- EXERCISE: Identify every line below that contains the string "retaining", matching case exactly, and copy each such line in full.

- MATERIAL PROVIDED:
#####

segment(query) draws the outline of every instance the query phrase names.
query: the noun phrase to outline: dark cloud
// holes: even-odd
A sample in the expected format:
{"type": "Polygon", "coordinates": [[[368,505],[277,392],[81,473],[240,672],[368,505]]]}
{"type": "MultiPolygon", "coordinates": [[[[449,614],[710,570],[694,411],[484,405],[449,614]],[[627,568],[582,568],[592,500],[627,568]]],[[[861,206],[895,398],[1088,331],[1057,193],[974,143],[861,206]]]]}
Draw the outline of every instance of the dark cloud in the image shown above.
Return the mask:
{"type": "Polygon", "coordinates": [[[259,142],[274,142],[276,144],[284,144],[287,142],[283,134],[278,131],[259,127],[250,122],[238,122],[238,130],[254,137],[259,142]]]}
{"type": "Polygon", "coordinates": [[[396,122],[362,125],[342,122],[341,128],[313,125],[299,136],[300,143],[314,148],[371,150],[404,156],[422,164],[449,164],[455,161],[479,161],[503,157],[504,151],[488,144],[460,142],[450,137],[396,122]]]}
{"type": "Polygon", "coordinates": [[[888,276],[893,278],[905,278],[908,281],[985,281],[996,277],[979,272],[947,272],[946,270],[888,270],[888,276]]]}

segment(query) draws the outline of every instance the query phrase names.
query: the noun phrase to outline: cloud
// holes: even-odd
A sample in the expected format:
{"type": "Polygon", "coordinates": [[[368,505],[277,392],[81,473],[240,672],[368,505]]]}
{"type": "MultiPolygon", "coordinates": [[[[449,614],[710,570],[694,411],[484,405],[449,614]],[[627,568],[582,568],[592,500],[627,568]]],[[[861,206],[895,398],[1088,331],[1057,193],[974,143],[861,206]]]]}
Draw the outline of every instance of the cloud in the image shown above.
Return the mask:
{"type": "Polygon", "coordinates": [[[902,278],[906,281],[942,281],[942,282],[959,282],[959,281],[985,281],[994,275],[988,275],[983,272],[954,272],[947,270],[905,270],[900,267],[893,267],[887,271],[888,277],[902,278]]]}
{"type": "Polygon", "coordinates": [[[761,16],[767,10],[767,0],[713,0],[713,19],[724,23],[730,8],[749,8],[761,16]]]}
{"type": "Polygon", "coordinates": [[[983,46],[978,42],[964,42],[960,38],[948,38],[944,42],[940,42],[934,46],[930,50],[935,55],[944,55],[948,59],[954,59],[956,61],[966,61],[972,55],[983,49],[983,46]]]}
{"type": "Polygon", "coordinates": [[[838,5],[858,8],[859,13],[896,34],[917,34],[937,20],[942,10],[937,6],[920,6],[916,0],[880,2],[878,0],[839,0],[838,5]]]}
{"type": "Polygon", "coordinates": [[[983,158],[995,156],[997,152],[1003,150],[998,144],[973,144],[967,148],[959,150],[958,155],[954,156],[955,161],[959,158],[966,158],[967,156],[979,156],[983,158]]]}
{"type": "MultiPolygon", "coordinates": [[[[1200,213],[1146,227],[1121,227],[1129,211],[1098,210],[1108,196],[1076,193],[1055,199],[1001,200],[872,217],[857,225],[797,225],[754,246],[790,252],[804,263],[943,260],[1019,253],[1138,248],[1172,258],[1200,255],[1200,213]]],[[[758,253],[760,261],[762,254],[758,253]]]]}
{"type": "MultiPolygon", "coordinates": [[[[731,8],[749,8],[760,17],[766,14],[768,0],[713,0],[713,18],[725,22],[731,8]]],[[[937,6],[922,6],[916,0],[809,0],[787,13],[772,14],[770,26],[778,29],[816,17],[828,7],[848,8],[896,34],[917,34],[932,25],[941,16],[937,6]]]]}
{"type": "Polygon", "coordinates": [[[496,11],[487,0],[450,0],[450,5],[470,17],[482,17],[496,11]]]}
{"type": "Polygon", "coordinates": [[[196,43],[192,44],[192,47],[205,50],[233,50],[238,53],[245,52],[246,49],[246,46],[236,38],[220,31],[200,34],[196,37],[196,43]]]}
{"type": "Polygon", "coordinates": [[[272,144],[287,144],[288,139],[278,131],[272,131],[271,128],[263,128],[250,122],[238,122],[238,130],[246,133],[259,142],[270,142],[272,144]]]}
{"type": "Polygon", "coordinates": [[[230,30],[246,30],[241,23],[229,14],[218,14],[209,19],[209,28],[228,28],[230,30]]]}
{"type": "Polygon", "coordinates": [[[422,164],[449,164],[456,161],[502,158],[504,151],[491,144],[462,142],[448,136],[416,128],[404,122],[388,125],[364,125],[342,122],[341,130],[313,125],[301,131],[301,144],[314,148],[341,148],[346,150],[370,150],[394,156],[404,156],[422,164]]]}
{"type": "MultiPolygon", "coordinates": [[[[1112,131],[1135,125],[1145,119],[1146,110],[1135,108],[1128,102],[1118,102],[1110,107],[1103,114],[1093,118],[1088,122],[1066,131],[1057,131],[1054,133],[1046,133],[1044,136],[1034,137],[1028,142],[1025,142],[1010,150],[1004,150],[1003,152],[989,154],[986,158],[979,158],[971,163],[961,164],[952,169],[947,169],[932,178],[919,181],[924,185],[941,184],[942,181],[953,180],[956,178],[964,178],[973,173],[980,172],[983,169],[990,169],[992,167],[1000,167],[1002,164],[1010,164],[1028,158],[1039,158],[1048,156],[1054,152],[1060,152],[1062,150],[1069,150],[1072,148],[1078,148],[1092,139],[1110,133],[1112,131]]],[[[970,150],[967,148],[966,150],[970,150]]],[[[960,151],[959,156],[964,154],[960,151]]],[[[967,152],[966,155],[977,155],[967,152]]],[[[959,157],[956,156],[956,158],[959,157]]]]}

#####

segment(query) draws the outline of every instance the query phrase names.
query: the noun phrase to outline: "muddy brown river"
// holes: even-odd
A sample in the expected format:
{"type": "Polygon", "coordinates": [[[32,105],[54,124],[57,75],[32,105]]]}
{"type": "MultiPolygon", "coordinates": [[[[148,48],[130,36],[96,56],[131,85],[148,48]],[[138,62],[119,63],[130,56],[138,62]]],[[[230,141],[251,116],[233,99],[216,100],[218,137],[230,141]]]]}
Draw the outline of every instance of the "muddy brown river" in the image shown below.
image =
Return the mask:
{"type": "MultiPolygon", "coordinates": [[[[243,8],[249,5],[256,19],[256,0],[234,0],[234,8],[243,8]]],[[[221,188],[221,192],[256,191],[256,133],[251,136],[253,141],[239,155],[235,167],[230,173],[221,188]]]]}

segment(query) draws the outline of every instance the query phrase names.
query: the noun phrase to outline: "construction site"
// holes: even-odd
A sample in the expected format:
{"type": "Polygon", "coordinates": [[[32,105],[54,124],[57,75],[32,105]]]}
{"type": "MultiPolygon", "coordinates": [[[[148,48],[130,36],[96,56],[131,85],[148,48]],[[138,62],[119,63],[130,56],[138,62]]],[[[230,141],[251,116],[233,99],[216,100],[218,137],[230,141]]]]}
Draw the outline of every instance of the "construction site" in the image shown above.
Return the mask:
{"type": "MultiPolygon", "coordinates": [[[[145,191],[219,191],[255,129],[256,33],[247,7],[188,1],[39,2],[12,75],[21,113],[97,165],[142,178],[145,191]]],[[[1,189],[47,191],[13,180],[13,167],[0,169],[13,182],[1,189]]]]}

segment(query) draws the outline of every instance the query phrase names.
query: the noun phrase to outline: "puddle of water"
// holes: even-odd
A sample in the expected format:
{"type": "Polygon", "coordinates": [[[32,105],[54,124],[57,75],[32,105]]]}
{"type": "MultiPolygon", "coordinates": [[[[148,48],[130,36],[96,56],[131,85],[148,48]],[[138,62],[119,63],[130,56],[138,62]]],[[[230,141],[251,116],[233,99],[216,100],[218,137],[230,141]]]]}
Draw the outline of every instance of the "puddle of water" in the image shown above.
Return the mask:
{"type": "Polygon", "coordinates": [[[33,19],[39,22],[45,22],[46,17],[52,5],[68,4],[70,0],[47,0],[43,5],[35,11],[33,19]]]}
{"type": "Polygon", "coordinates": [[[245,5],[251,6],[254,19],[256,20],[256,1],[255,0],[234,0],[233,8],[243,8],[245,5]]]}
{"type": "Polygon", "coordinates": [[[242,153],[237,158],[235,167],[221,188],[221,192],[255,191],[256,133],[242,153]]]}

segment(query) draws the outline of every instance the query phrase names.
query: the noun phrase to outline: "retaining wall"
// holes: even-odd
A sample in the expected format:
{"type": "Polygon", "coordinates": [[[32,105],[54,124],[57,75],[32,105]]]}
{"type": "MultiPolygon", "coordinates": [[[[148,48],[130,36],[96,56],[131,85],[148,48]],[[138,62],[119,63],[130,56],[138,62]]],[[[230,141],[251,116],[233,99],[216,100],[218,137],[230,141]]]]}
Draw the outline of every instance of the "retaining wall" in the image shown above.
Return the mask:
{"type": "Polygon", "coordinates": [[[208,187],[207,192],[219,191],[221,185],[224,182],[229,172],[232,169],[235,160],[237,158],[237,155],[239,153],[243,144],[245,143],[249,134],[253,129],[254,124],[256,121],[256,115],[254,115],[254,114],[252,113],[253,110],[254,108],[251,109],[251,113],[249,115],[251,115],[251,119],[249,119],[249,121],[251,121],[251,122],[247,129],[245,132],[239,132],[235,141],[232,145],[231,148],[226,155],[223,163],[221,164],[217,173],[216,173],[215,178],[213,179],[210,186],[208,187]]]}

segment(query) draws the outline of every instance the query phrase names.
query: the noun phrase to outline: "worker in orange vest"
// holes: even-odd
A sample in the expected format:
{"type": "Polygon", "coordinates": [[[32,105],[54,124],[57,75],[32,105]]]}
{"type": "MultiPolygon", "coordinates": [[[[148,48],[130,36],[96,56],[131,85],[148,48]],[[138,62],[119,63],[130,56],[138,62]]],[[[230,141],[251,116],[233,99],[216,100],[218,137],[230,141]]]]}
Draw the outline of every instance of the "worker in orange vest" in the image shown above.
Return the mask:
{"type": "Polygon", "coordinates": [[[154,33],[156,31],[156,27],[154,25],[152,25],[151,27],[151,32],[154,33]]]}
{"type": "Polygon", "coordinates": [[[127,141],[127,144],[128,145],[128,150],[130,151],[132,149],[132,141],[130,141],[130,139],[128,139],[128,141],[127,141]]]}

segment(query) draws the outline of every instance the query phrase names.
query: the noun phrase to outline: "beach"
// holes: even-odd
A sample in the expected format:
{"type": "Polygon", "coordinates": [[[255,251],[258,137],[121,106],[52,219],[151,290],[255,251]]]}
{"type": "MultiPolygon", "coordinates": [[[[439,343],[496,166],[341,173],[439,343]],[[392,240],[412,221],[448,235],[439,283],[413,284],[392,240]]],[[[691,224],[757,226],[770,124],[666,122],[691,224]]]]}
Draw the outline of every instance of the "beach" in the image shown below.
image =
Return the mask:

#####

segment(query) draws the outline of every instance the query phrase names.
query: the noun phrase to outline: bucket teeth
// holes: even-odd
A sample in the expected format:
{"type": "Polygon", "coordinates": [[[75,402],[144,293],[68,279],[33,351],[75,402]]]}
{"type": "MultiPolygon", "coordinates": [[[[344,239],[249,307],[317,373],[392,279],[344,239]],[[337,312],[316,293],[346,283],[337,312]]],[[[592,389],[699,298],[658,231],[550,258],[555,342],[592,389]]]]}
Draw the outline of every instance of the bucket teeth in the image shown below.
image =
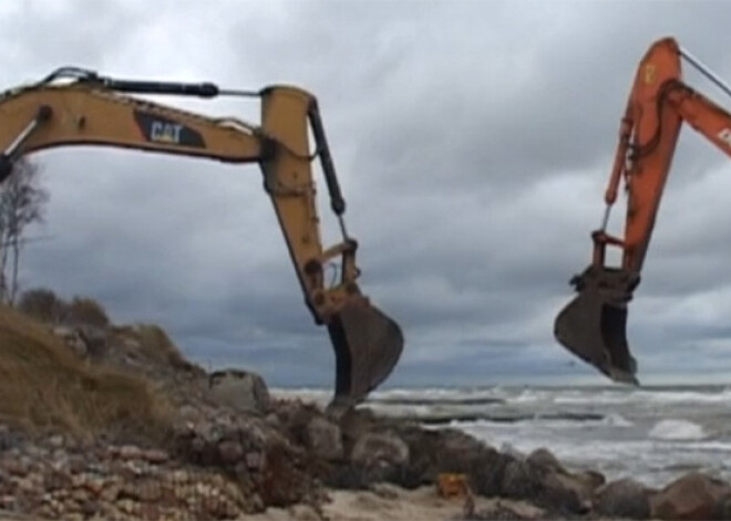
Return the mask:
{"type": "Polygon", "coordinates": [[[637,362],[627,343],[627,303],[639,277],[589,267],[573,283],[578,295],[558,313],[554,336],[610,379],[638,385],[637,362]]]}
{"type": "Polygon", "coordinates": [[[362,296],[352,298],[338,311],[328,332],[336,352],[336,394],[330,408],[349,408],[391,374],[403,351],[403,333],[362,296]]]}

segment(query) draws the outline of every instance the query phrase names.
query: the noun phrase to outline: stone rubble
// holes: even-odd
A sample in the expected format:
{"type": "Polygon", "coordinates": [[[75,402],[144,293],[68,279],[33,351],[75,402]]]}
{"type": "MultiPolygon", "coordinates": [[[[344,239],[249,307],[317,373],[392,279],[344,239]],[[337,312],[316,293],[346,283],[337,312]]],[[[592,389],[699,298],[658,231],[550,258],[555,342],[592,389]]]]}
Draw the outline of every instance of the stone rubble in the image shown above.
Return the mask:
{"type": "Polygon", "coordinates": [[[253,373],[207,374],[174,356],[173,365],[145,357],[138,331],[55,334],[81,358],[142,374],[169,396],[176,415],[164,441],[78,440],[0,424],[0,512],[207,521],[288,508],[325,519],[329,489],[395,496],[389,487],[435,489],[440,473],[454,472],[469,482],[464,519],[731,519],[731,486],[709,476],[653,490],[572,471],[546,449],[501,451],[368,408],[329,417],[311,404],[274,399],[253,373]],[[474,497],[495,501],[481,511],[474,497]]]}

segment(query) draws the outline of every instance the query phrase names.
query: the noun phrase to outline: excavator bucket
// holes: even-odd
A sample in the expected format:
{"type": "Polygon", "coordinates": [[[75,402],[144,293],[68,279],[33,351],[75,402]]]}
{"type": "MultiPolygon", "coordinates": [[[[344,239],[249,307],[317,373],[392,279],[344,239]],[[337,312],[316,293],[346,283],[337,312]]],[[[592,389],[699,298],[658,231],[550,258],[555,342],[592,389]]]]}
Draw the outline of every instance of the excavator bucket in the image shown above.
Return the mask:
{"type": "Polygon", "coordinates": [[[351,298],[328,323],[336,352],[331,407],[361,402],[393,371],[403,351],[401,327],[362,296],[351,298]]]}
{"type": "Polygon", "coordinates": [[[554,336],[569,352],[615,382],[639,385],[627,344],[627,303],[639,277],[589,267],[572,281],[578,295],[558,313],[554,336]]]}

#####

- EXPECTED ANSWER:
query: the noun phrase to outline: "retaining wall"
Draw the outline of every instance of the "retaining wall" in the image shown above.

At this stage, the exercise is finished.